### WORK TO COMPLETE
Needed from the data below: every line from the one with "Please identify the foreground" up to and including the one with "Please identify the mountain", repeated exactly and with nothing else.
+++ RECORDS SHOWN
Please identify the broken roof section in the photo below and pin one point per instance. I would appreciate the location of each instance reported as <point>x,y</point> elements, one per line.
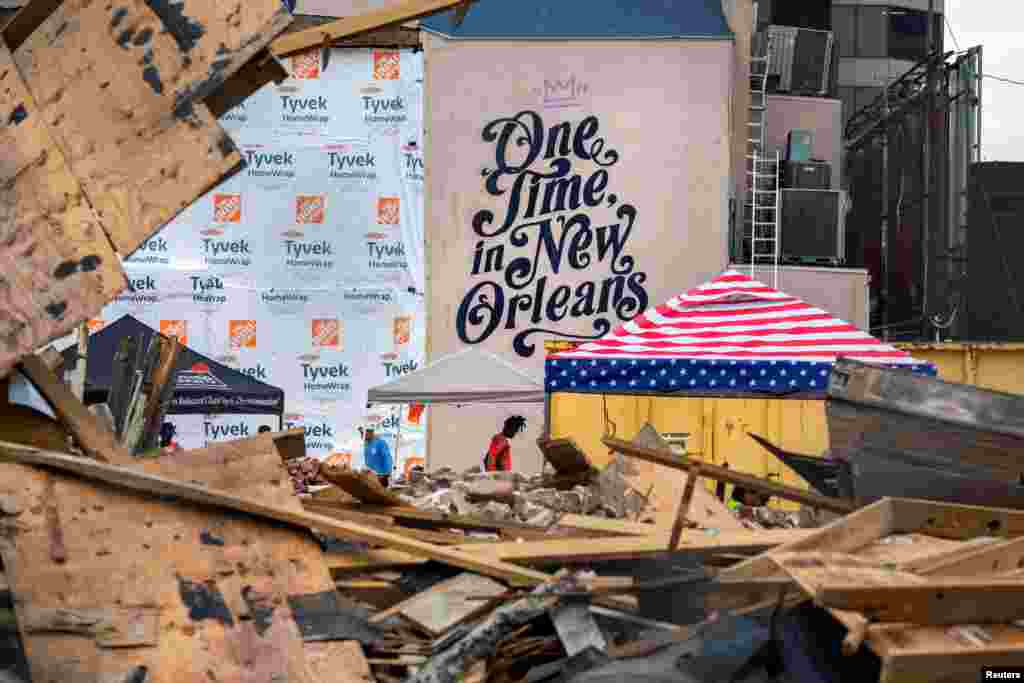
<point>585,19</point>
++++++
+++ RECORDS SHOWN
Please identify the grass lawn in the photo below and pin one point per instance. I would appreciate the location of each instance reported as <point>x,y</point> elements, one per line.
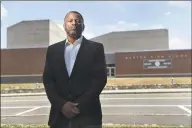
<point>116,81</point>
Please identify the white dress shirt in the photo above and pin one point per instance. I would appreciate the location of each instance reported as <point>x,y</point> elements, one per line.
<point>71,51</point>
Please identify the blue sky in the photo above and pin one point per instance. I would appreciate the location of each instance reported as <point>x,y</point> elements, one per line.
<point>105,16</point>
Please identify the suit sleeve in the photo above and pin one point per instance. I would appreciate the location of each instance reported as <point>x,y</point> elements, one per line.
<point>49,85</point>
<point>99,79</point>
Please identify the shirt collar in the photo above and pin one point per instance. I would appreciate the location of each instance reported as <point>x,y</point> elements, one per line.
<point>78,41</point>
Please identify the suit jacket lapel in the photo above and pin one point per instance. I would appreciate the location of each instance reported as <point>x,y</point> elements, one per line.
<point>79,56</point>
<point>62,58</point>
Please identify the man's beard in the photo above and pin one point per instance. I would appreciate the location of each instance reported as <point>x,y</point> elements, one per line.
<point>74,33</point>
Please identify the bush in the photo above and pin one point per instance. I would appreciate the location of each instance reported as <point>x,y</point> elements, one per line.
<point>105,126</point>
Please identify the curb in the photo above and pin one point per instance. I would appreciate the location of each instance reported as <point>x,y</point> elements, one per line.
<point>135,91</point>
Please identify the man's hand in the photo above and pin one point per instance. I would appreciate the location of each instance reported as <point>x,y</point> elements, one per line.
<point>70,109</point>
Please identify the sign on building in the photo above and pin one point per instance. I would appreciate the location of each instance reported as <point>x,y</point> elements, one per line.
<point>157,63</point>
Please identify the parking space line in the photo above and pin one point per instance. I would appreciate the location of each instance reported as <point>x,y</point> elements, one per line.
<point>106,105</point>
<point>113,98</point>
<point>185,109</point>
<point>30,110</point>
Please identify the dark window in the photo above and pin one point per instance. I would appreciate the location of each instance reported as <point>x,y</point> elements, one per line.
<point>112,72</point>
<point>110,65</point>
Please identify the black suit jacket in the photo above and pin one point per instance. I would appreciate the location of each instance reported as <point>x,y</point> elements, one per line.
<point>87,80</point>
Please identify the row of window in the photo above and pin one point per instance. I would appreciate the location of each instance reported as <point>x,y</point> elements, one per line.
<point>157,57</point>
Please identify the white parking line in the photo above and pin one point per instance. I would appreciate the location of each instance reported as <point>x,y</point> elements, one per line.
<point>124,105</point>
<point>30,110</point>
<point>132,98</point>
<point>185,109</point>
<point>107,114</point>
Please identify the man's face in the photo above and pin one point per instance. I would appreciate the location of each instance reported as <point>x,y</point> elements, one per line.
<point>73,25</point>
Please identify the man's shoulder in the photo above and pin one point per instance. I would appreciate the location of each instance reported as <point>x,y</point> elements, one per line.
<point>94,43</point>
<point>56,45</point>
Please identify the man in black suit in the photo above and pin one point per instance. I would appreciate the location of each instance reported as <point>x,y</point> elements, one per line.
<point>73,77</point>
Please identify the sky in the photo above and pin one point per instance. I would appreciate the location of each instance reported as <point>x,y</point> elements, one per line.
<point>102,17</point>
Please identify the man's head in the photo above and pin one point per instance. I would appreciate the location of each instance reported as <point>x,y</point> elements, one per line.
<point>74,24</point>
++++++
+++ RECORDS SHOWN
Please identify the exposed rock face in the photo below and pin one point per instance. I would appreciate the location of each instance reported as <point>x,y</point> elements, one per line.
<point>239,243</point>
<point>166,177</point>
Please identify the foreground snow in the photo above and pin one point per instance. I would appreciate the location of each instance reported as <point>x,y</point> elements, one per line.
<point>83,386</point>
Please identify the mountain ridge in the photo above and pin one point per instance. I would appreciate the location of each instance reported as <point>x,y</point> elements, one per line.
++++++
### ANSWER TO THE PROBLEM
Please identify the foreground snow in the photo above and pin one point per instance. I would appreciate the location of each instance reported as <point>x,y</point> elements, one per line.
<point>83,386</point>
Please identify the mountain ridge in the photo above and pin one point per instance. I would appreciate the location of each instance reported as <point>x,y</point> elements, one per line.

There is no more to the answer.